**SOURCE TEXT**
--

Latest revision as of 20:40, 28 December 2015

There are several ways to extract or load atomic coordinates in PyMOL using the python API.

Extract coordinates using get_coords

New in PyMOL 1.7.4. This is the fastest method to extract coordinates from a selection. It considers the object rotation matrix.

xyz = cmd.get_coords('sele', 1)

Extract coordinates using get_coordset

New in PyMOL 1.7.4. Operates on the object-state level, not on selections. Does not consider the object rotation matrix. Retrieves coordinates in original order (e.g. PDB file atom order), not in sorted atom order. Faster than get_coords.

xyz = cmd.get_coordset(objectname, 1)

Extract coordinates using get_model

Before 1.7.4, this was the fastest method to extract coordinates. It considers the object rotation matrix.

xyz = cmd.get_model('sele', 1).get_coord_list()

Extract coordinates using iterate_state

This is much slower than the first method. It does not consider the object rotation matrix.

xyz = []
cmd.iterate_state(1, 'sele', 'xyz.append([x,y,z])', space=locals(), atomic=0)

Load coordinates using alter_state

This is the most convenient way to load coordinates and works equivalent to iterate_state.

xyz = [...] # some Nx3 list with coordinates
xyz_iter = iter(xyz)
cmd.alter_state(1, 'sele', '(x,y,z) = xyz_iter.next()', space=locals())

--

**THE TASKS**
1. In the PyMOL coordinates text, which method retrieves coordinates in their original order, such as PDB file atom order?
2. Please carry the PyMOL coordinates text on from its final line.
The records aren't needed for anything here.

[Part of a data file]
--

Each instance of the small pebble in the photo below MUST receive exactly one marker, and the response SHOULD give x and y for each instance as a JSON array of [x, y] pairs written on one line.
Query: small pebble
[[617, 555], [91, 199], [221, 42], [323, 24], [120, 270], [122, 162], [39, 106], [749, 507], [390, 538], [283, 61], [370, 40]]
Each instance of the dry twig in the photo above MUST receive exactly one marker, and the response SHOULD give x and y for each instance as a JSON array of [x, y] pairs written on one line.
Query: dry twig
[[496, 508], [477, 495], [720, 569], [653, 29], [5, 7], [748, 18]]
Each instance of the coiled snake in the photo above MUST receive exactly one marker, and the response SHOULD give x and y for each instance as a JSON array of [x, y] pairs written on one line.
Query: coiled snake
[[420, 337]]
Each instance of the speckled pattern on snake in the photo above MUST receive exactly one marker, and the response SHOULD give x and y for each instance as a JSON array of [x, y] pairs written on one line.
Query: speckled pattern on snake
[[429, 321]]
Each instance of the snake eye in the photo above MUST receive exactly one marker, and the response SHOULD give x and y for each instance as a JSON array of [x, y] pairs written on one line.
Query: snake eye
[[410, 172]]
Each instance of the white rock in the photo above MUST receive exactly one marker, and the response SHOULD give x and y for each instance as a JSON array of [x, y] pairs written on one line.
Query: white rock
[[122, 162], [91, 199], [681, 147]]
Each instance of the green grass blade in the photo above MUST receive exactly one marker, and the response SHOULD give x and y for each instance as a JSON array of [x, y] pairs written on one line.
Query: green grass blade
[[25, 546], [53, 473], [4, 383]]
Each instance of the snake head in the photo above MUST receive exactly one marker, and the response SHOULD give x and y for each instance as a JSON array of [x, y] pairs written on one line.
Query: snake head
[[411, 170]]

--

**ANSWERS BY TASK**
1. get_coordset

2.
Load coordinates using update

This example gets a copy of the coordinates in Python, rotates the object about the Z axis, and then updates the coordinates in the original object.

model = cmd.get_model('pept')
for a in model.atom:
    a.coord = [ -a.coord[1], a.coord[0], a.coord[2]]

cmd.load_model(model, "_tmp")
cmd.update("pept", "_tmp")
cmd.delete("_tmp")

Load coordinates using load_coords

Changed in PyMOL 1.7.3. Update selection coordinates from a Nx3 float array.

cmd.load_coords(xyz, selection)

Load coordinates using load_coordset

New in PyMOL 1.7.4. Update object state coordinates from a Nx3 float array. Can also append a state. Order of coordinates equivalent to get_coordset.

cmd.load_coordset(xyz, objectname, 1)

Load coordinates using get_coordset

New in PyMOL 1.7.4. The get_coordset function can also return a memory view instead of a copy. This allows modifying the coordinates in place.